• Problem details:
Without any images, output the records below verbatim.

• Given data:
========================
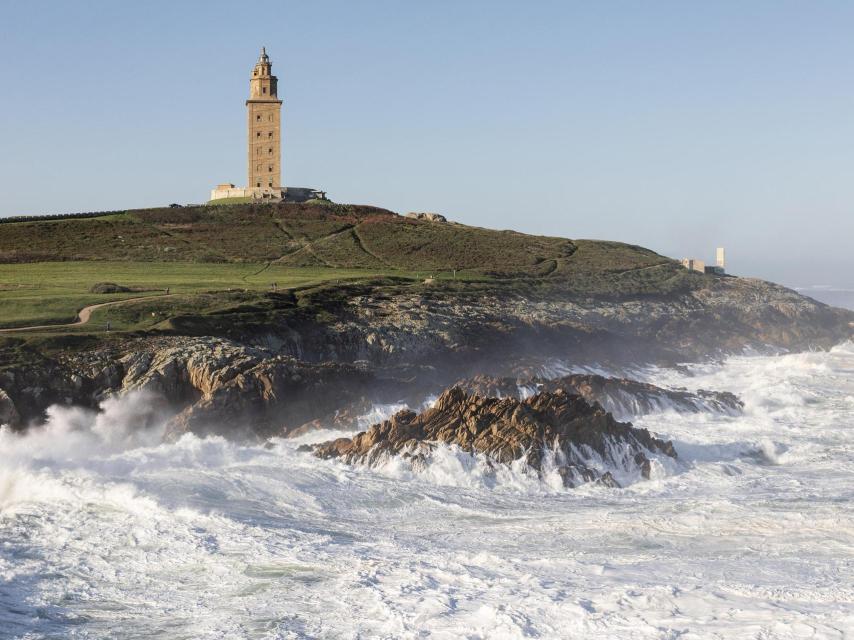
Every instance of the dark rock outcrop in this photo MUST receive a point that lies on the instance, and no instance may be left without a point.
(585, 442)
(622, 397)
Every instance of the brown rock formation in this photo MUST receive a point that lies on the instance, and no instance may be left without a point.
(508, 429)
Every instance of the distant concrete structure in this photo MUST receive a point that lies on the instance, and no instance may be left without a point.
(283, 194)
(693, 264)
(718, 269)
(430, 217)
(263, 110)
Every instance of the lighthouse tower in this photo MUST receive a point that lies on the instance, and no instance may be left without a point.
(264, 157)
(264, 113)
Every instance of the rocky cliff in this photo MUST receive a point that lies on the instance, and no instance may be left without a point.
(580, 441)
(273, 373)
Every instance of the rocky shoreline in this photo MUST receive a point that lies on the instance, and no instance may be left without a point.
(581, 441)
(291, 373)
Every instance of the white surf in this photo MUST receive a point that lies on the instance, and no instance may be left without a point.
(105, 534)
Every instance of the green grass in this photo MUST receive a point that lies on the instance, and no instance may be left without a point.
(216, 258)
(54, 292)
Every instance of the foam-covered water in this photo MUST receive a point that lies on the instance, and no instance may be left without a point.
(106, 534)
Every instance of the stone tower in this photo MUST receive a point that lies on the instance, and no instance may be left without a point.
(264, 109)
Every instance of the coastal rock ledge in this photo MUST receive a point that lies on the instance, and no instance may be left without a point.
(551, 430)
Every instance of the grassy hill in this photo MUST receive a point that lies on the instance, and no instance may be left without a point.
(211, 258)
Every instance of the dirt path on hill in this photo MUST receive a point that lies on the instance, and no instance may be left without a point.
(85, 314)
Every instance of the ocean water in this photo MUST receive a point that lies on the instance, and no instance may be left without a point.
(104, 533)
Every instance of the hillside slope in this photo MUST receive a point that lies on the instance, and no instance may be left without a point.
(281, 315)
(322, 236)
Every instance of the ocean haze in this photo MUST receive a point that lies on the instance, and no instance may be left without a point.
(674, 126)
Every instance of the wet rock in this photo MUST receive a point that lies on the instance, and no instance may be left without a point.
(583, 441)
(8, 413)
(620, 396)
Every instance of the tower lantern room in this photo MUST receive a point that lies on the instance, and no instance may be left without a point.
(264, 128)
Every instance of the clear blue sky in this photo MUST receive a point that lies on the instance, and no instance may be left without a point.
(675, 125)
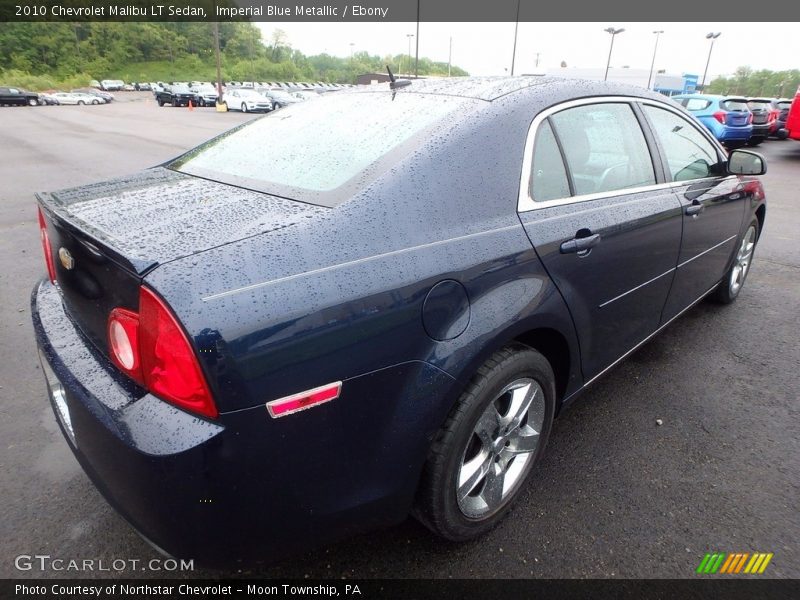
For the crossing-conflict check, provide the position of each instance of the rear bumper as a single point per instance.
(245, 486)
(760, 131)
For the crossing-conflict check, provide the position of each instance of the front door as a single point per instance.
(712, 203)
(606, 230)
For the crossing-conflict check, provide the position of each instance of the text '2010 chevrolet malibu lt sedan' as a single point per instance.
(383, 317)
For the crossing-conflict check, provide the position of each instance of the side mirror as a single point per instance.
(745, 162)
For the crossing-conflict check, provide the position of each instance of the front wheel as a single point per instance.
(488, 446)
(728, 289)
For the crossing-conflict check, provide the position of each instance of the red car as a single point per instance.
(793, 120)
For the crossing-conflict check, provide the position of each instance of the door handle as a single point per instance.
(695, 208)
(580, 244)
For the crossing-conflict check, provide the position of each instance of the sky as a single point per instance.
(486, 48)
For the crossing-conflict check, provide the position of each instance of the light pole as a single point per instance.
(709, 36)
(514, 52)
(409, 36)
(653, 64)
(613, 33)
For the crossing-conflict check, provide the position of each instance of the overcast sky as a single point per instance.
(486, 48)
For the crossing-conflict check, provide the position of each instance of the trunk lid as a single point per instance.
(105, 237)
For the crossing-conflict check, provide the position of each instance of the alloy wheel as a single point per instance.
(742, 262)
(501, 449)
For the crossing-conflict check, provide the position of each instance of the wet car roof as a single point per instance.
(492, 88)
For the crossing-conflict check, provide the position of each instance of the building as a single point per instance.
(669, 85)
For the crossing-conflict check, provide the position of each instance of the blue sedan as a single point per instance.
(728, 118)
(250, 354)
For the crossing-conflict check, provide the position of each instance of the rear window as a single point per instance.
(734, 105)
(697, 104)
(758, 105)
(320, 152)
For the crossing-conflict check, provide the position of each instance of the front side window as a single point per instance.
(549, 178)
(689, 154)
(604, 147)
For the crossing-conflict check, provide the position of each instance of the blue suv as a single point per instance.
(728, 118)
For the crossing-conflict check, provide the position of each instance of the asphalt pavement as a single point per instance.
(616, 495)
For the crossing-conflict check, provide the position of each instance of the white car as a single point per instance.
(246, 100)
(77, 98)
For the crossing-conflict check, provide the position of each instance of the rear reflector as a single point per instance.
(303, 400)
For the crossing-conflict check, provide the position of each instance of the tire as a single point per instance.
(728, 289)
(475, 449)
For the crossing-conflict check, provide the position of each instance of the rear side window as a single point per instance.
(549, 178)
(752, 105)
(734, 105)
(697, 104)
(604, 148)
(689, 154)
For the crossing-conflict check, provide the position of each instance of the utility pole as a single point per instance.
(219, 63)
(516, 28)
(409, 36)
(416, 60)
(614, 33)
(712, 37)
(450, 56)
(653, 64)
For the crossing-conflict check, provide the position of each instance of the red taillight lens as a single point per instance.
(170, 367)
(152, 349)
(48, 251)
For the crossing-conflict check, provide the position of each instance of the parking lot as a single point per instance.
(616, 495)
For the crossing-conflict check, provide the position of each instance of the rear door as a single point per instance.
(712, 203)
(607, 230)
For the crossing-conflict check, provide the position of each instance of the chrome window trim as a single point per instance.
(526, 203)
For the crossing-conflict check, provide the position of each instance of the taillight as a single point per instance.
(152, 349)
(48, 251)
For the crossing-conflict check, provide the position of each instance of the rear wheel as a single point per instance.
(488, 446)
(728, 289)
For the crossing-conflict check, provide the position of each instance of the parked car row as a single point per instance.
(235, 97)
(11, 96)
(735, 120)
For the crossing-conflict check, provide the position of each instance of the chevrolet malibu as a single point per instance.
(251, 355)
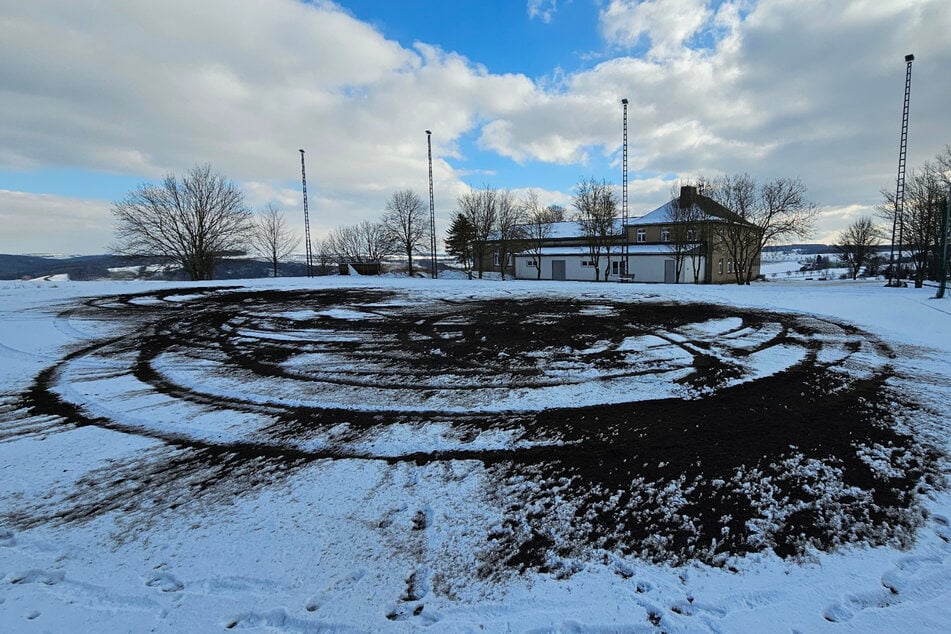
========================
• Exercise output:
Every instance of the dark rock outcrop in this photo MUST receive a point that lies on the instance, and no instance may be left without a point.
(585, 442)
(622, 397)
Every instance of the brown rock formation in this photo MUST receive a point that lies on the instance, and no instance may be left without a point.
(508, 429)
Every instance of the distant concrete structure in this photo MUST receive a point that lies on the instance, and no instance may be left without a point.
(283, 194)
(693, 264)
(718, 269)
(430, 217)
(263, 110)
Every instance of the lighthouse tower in this photo MUST receive a point that lies on the instance, and no instance may be left without a point.
(264, 157)
(264, 113)
Every instance of the rocky cliff in this photo MUST receive a point that lies on the instance, and no instance may be left without a point.
(580, 441)
(273, 373)
Every instance of the rocky shoreline in this photo MUST receive a point that lies on the instance, and no instance may be left without a point.
(581, 441)
(291, 373)
Every instance of the white surf in this photo MUST receive a point that lies on the instance, and no instance may be left without a point.
(105, 534)
Every instance of the green grass in this photo MUST receive a point that lies on the instance, and no instance may be left without a point.
(216, 258)
(54, 292)
Every instance of the foam-covered water in this photo MUST receive a point that lies on the instance, and no instance may be left without a point.
(106, 534)
Every instance of the stone tower in this photo MUST receive a point that lies on the instance, and no instance may be left without a point.
(264, 109)
Every instance of the coastal rock ledge in this photo MUST receive a point that lies on the instance, and no instance may be left without a point.
(551, 430)
Every instance of the grassy hill in this photo MUST receive a point that lies on the instance, and no instance may be left without a point.
(211, 258)
Every instance of the dirt path on hill in this photo MUST receive a point that lies on the instance, and no instance may be left without a point.
(85, 314)
Every instance of the ocean water in this photo MUST receive a point that lies on the instance, and no instance may be left without a point.
(104, 533)
Every instance of the hillside slope in this photo MUST receive a point that lies on the instance, and no instance may be left without a point.
(281, 315)
(322, 236)
Every instance of the ocean haze in this photo MUST receive a point that lies on the instance, and no instance may be left without a point.
(674, 126)
Every instance of the wet rock in this photo MUST receive a point that lies on the instance, and no instance may be left without a point.
(583, 441)
(8, 413)
(620, 396)
Every instance of the tower lantern room in this photo MUST receive a point that lies on the instance, and no instance may be left without a point.
(264, 128)
Every instance of the clear blue sky in this photo MUST receive a point that lies on the instance, and no instance may be left without a point.
(675, 125)
For the crossing-conflict check, provide the position of each instance of the rear bumper as a single point per instance.
(245, 486)
(760, 131)
For the crossing-conflict check, provide the position of each instance of the front door as a single point per instance.
(712, 203)
(606, 230)
For the crossing-conflict check, provide the position of each instance of the text '2010 chevrolet malibu lt sedan' as a single point per instance.
(383, 317)
For the crossing-conflict check, provide the position of each instance of the side mirror as a single point per instance.
(745, 162)
For the crossing-conflict check, provide the position of each instance of the front wheel as a single point per instance.
(488, 446)
(728, 289)
For the crossing-conflict check, provide the position of each instance of the red car as a single point per instance.
(793, 120)
For the crossing-conflict check, provide the position of each instance of the door handle as a single point per instance.
(695, 208)
(580, 244)
For the crossing-conflict check, provide the position of each instance of the sky as a single point per instance.
(486, 48)
For the crossing-conflict check, provide the position of each instance of the light pole as a single point per instance.
(709, 36)
(514, 52)
(409, 36)
(653, 64)
(613, 33)
For the crossing-conflict check, provide the position of each instance of the overcast sky as a single point per instance.
(486, 48)
For the crossing-conflict check, provide the position of each instance of the trunk lid as a single point per instance.
(105, 237)
For the crossing-conflict check, provide the position of each instance of the alloy wheel as a single point per instance.
(742, 262)
(501, 449)
For the crossing-conflict check, provide the position of each instance of the wet car roof as a single point per instance.
(492, 88)
For the crossing-conflict check, provide the position of each instance of the building as a single point per instance.
(669, 85)
For the crossing-conflict check, provide the position of each instance of the blue sedan as a single point per instance.
(728, 118)
(250, 354)
For the crossing-conflict check, provide the position of each instance of the rear window as a single point per instance.
(734, 105)
(697, 104)
(758, 105)
(320, 152)
For the crossing-conflict check, provide the position of each instance of the front side window as a single point per instance.
(549, 178)
(689, 154)
(604, 147)
For the crossing-conflict check, provide the position of each instance of the blue suv as a single point per instance.
(728, 118)
For the crossing-conflict check, provide the position of each instance of the asphalt pavement as a single point per instance.
(616, 495)
For the crossing-conflict check, provide the position of each instance of the white car as a single point per instance.
(246, 100)
(77, 98)
For the crossing-conflict check, provide the position of each instance of the rear reflector as a single point per instance.
(303, 400)
For the crossing-conflict check, provide the position of each instance of the tire as a single point per instance.
(728, 289)
(475, 449)
For the crossing-conflict check, provide the position of each instance of the rear side window as a single point per instance.
(549, 178)
(752, 105)
(734, 105)
(697, 104)
(604, 148)
(689, 154)
For the crossing-conflict check, provide the position of each instance of the utility pole as a single point per instance.
(219, 63)
(516, 28)
(409, 36)
(416, 60)
(614, 33)
(712, 37)
(450, 56)
(653, 64)
For the crossing-conflict check, provide the position of each instance of the red taillight lens as a single point per instance.
(170, 367)
(152, 349)
(48, 251)
For the crossing-conflict check, provide the position of each instance of the parking lot as a single point per instance.
(616, 495)
For the crossing-conflict check, provide the position of each instance of the rear door as a single point per instance.
(712, 203)
(607, 230)
For the crossing-conflict check, provide the position of each instance of the chrome window trim as a single point per instance.
(526, 203)
For the crossing-conflict check, provide the position of each instance of the taillight as a single point per instance.
(152, 349)
(48, 251)
For the crossing-conflict check, provide the position of each instance of the rear wheel as a single point per instance.
(488, 446)
(728, 289)
For the crossing-conflict check, provide the position of each instance of the parked car row as a single point per instance.
(235, 97)
(11, 96)
(735, 120)
For the crossing-conflict check, provide the position of each instance of the chevrolet malibu as a single point per instance.
(251, 355)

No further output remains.